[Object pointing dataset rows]
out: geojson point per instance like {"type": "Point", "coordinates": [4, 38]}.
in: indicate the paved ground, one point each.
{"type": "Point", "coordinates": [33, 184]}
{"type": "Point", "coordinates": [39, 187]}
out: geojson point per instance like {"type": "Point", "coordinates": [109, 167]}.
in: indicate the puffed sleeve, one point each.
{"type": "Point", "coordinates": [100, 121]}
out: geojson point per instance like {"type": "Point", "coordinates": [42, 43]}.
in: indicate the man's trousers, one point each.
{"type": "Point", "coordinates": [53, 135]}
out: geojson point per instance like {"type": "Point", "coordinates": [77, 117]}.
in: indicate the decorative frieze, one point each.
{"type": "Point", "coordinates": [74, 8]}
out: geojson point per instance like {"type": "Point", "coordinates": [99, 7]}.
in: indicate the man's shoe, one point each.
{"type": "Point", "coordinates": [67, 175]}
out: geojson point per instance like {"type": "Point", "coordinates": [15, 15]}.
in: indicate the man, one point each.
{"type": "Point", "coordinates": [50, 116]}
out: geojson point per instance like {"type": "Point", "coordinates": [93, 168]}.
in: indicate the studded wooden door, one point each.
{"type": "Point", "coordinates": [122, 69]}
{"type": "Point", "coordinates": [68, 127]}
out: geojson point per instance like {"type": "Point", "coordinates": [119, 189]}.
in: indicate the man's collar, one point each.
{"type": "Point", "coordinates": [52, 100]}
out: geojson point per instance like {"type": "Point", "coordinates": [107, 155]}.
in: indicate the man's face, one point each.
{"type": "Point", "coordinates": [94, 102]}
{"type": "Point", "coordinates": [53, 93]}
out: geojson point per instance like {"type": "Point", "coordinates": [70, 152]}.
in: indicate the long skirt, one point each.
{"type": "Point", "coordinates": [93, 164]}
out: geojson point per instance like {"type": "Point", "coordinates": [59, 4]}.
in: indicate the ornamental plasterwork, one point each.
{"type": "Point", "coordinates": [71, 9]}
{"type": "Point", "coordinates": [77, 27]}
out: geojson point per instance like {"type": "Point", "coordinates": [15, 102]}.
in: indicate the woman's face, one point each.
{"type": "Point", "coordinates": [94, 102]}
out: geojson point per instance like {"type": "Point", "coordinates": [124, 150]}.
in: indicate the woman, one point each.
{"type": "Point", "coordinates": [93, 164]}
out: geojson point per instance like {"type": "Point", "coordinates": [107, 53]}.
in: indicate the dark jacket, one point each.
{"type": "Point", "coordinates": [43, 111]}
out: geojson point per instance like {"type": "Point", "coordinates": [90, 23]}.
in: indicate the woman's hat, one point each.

▸ **CHALLENGE**:
Print all of the data exactly as it was given.

▸ **TASK OUTPUT**:
out: geojson point per instance like {"type": "Point", "coordinates": [4, 38]}.
in: indicate the paved ground, one point each.
{"type": "Point", "coordinates": [33, 184]}
{"type": "Point", "coordinates": [39, 187]}
out: geojson point per instance like {"type": "Point", "coordinates": [109, 167]}.
in: indicate the puffed sleeve, one point each.
{"type": "Point", "coordinates": [100, 121]}
out: geojson point per instance like {"type": "Point", "coordinates": [42, 43]}.
in: indicate the man's trousers, one point each.
{"type": "Point", "coordinates": [53, 135]}
out: geojson point per instance like {"type": "Point", "coordinates": [77, 117]}.
in: indicate the decorative frieze, one point each.
{"type": "Point", "coordinates": [74, 8]}
out: geojson point per instance like {"type": "Point", "coordinates": [99, 7]}.
in: indicate the man's shoe, one point each.
{"type": "Point", "coordinates": [67, 175]}
out: geojson point per instance like {"type": "Point", "coordinates": [15, 15]}.
in: indicate the man, one point each.
{"type": "Point", "coordinates": [50, 116]}
out: geojson point per instance like {"type": "Point", "coordinates": [93, 168]}.
in: indicate the studded wooden door, one point each.
{"type": "Point", "coordinates": [122, 69]}
{"type": "Point", "coordinates": [68, 127]}
out: geojson point per instance like {"type": "Point", "coordinates": [119, 189]}.
in: indicate the man's collar, one point each.
{"type": "Point", "coordinates": [52, 100]}
out: geojson point per instance like {"type": "Point", "coordinates": [107, 155]}.
in: indicate the man's face, one point each.
{"type": "Point", "coordinates": [94, 102]}
{"type": "Point", "coordinates": [53, 93]}
out: geojson point per instance like {"type": "Point", "coordinates": [70, 152]}.
in: indicate the long skirt, one point each.
{"type": "Point", "coordinates": [93, 164]}
out: geojson point per instance like {"type": "Point", "coordinates": [59, 4]}.
in: indicate the ornamental plasterwork, one point each.
{"type": "Point", "coordinates": [71, 9]}
{"type": "Point", "coordinates": [77, 27]}
out: geojson point per instance like {"type": "Point", "coordinates": [15, 102]}.
in: indicate the woman's face, one point each.
{"type": "Point", "coordinates": [94, 102]}
out: geojson point per instance like {"type": "Point", "coordinates": [124, 150]}.
in: indicate the woman, one point each.
{"type": "Point", "coordinates": [93, 164]}
out: geojson point per instance like {"type": "Point", "coordinates": [107, 53]}.
in: indicate the dark jacket, one point each.
{"type": "Point", "coordinates": [43, 111]}
out: geojson point per instance like {"type": "Point", "coordinates": [90, 23]}.
in: indicate the woman's hat, one point each.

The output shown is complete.